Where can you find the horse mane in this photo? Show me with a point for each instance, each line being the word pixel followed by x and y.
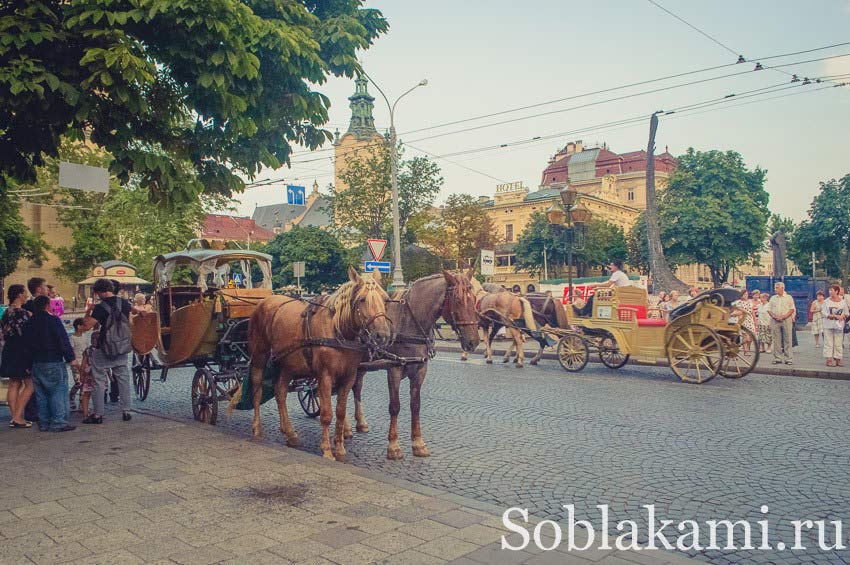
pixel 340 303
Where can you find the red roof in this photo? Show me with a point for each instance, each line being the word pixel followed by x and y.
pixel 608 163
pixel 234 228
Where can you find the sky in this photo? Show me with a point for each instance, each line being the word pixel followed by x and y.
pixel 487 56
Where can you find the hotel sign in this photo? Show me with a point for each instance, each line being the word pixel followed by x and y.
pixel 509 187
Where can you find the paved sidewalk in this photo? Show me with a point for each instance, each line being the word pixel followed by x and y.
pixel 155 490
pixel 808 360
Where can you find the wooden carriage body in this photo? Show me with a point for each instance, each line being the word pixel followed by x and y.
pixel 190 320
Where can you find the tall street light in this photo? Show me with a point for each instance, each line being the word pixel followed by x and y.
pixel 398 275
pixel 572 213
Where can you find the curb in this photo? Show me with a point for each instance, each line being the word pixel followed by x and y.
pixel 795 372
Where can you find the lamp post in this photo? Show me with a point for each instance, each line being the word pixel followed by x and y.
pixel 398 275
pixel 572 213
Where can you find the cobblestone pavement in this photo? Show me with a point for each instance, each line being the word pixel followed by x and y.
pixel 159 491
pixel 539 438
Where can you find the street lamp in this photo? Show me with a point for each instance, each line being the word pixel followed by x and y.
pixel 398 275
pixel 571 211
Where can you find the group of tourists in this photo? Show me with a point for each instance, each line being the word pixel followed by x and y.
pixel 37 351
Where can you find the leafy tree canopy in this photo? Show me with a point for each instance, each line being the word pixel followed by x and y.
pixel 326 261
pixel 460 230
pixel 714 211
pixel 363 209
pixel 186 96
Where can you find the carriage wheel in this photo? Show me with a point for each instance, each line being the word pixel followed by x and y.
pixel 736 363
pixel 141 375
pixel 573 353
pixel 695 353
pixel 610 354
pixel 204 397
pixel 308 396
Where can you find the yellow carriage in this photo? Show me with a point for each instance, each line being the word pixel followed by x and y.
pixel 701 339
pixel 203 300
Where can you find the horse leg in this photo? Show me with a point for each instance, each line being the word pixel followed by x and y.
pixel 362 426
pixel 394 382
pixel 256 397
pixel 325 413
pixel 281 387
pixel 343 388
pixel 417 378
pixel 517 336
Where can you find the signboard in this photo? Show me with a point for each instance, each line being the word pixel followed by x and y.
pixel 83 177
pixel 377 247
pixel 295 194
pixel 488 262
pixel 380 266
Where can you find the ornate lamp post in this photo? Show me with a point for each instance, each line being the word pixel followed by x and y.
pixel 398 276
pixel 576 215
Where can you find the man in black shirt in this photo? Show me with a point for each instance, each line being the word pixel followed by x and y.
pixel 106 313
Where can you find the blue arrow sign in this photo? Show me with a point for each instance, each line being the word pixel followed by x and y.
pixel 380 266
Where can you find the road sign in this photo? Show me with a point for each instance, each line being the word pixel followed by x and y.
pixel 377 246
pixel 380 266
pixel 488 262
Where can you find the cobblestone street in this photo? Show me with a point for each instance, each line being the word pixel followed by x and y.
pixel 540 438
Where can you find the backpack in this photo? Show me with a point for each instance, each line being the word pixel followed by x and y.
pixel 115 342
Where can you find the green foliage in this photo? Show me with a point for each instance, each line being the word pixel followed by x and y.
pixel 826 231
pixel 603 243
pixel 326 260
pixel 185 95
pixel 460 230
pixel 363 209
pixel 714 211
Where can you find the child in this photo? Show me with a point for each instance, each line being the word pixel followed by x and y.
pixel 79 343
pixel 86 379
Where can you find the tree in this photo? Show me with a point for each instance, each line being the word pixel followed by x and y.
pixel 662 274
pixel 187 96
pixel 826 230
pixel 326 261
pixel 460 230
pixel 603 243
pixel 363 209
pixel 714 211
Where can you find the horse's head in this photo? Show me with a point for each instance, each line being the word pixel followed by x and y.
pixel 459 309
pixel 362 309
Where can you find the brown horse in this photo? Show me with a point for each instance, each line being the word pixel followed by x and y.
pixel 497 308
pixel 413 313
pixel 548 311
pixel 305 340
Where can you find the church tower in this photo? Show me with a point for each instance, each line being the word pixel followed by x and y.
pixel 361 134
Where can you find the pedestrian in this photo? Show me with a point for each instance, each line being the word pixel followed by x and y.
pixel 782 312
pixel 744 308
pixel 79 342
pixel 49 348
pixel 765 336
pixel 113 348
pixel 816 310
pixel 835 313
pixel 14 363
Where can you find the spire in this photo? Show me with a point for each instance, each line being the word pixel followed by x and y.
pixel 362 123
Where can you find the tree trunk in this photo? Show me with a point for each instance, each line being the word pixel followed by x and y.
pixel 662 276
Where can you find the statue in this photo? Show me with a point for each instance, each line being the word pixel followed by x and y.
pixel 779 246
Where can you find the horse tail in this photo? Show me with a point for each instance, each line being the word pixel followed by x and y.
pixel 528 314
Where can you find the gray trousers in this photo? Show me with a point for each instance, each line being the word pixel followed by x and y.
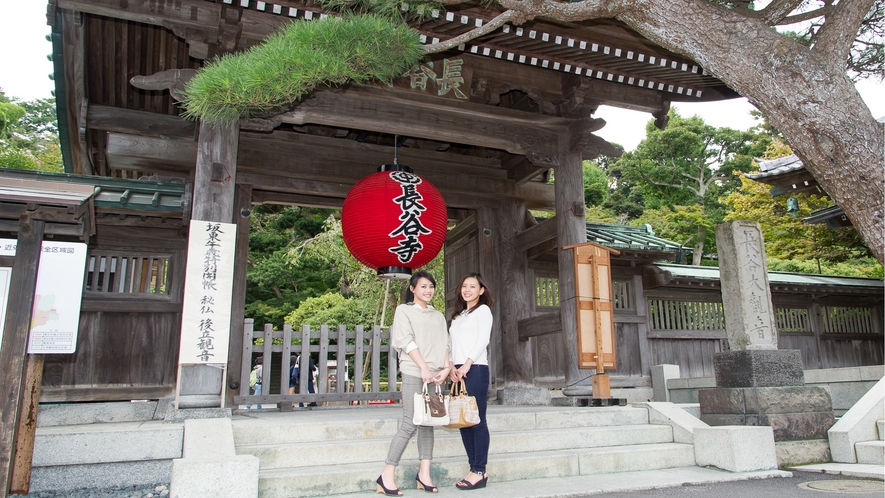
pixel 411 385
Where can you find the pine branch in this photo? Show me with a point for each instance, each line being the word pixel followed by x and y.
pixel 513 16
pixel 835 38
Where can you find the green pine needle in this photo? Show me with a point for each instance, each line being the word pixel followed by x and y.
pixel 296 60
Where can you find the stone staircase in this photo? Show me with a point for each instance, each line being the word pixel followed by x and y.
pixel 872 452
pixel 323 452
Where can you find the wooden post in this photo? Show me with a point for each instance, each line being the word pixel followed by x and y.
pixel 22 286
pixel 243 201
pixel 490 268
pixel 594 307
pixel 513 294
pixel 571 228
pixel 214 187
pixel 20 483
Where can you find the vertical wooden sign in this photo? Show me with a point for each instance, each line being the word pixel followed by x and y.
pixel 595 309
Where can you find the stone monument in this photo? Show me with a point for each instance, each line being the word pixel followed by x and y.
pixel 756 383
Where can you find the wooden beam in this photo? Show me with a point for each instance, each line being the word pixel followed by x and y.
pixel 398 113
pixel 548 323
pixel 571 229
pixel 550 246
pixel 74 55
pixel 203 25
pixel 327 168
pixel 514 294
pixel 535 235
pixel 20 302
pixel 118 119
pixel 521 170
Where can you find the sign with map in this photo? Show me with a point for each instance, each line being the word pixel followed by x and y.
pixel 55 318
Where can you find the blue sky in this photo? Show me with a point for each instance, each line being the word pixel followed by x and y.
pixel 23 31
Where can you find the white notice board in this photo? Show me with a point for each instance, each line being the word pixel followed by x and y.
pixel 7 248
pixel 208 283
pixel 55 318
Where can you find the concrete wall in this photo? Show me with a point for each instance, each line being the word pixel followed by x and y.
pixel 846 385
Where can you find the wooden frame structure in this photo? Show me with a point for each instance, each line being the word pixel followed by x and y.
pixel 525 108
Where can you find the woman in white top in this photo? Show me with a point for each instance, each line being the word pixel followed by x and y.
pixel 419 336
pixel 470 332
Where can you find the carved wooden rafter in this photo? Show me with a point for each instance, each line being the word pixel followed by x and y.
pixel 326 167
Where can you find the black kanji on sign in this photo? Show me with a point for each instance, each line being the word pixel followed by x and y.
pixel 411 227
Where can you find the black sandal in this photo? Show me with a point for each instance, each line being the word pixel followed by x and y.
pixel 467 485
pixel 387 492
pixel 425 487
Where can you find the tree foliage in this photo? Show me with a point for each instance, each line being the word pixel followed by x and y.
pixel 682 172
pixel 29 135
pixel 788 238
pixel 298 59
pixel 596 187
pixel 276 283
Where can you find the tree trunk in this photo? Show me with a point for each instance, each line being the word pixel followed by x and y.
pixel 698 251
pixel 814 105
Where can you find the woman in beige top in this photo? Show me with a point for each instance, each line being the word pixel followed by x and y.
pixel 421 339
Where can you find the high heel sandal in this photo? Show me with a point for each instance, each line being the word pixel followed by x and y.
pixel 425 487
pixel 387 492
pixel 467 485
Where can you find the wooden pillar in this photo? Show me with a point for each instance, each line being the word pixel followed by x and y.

------------

Copy out the listing above word for word, from the line with "Where can you find the wooden carriage" to the line with "pixel 186 96", including both of those lines.

**The result**.
Where can you find the wooden carriage body in this photo? Show me with a point for each instance, each line being the word pixel followed by x and y.
pixel 190 320
Where can you find the tall street light in this photo? Show me with a point for each instance, each line being the word pixel followed by x and y.
pixel 398 275
pixel 572 213
Where can you find the curb in this photo? Show me with a point for each instance, each line being the word pixel followed by x and y.
pixel 795 372
Where can you find the lamp post in this photo? Show me with a point for each instance, each line being the word pixel followed by x and y.
pixel 398 275
pixel 572 213
Where can you find the cobblestone pavement in this photo? Show me with a point for each instance, each line being the word pixel followed by x and y.
pixel 159 491
pixel 539 438
Where can you find the street lamp in this photo? Show me with a point for each instance, each line being the word pixel followed by x and y.
pixel 398 275
pixel 571 211
Where can you find the group of tourists in this photo? Show me with a point for each instance, each line being the word pixel followed by x and y.
pixel 37 351
Where can you find the leafy tree canopy in this photo? Show me with a point for each instance, each line being the word pixel followed by x and y.
pixel 326 261
pixel 460 230
pixel 714 211
pixel 363 209
pixel 186 96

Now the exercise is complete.